* _The task_
Could you return, verbatim, the part of the reservoir modeling passage that opens with the words containing "Flowchart for 3D" and closes with "techniques (Goovaerts, 1997)."?

* _Reading passage_
= = = = = = =

The lithology identification of the three main formations was constructed based on four wireline logs: (GR, density, neutron, and sonic). Three sand isolith maps were constructed for the three formations based on the sand net thickness of each reservoir in all the wells, which is constructed based on the interpretation of the log responses. The GR log was used to differentiate between the shale and non-shale zones, and the other logs were used for the lithology identification of non-shale zones. Sandstone was interpreted based on the low GR and density–neutron crossover. Anhydrite was interpreted mainly based on the high density and high sonic velocity, and salt was interpreted based on low density and low sonic values (Fig. 4).

Seismic data interpretation was initiated by tracking seismic reflectors and structural elements (Noureldin et al., 2023a, 2023b, 2023c) in the depth domain laterally for the mapping of subsurface structure, stratigraphy, and reservoir geometry (Nanda et al., 2016; Abuzaied et al., 2019). The main objective was to discover oil and gas accumulations, track their lateral extent, and estimate their amounts (Avseth et al., 2010; Mahmoud et al., 2023; Noureldin et al., 2023a, 2023b, 2023c).

The procedures undertaken in this study were subdivided into various stages, starting with well correlations, seismic interpretation, structural, facies, and petrophysical analysis, then modeling, and ending with the final interpreted model (Radwan et al., 2022). The seismic interpretation outputs were used as input data in fault modeling, pillar gridding, and horizon modeling. The fault modeling step represents the basis for 3D grid generation, followed by the creation of pillar grids, which represent a structural grid created based on fault modeling concerning the horizons of interest. The seismic data were the container for the 3D geologic modeling (facies and their petrophysical characteristics). Figure 3 represents the flowchart for the modeling process.

Figure 3
figure 3

Flowchart for 3D model construction

Facies modeling is significant during the exploration and development phases because it helps to understand facies distribution and reservoir parameters away from known well locations (Radwan et al., 2022). Reservoir variability and hydrocarbon flow can be identified using 3D facies modeling and reservoir geometry (Cressie, 1990). Also, the connectivity of reservoirs represents an important role (Zhang et al., 2019). Gaussian distribution algorithms were used to create simulations of geological properties or to create interpolation that is based on geostatistical techniques (Goovaerts, 1997).

= = = = = = =

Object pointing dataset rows
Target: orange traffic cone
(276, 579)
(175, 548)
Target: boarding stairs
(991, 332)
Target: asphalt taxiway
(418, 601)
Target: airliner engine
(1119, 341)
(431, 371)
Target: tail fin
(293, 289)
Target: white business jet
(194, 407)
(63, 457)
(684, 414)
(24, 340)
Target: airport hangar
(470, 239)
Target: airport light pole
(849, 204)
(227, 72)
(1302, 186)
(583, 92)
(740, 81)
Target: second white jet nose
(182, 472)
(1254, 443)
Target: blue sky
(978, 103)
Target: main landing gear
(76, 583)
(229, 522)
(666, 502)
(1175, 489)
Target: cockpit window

= = = = = = =

* _Answer to this exercise_
Flowchart for 3D model construction

Facies modeling is significant during the exploration and development phases because it helps to understand facies distribution and reservoir parameters away from known well locations (Radwan et al., 2022). Reservoir variability and hydrocarbon flow can be identified using 3D facies modeling and reservoir geometry (Cressie, 1990). Also, the connectivity of reservoirs represents an important role (Zhang et al., 2019). Gaussian distribution algorithms were used to create simulations of geological properties or to create interpolation that is based on geostatistical techniques (Goovaerts, 1997).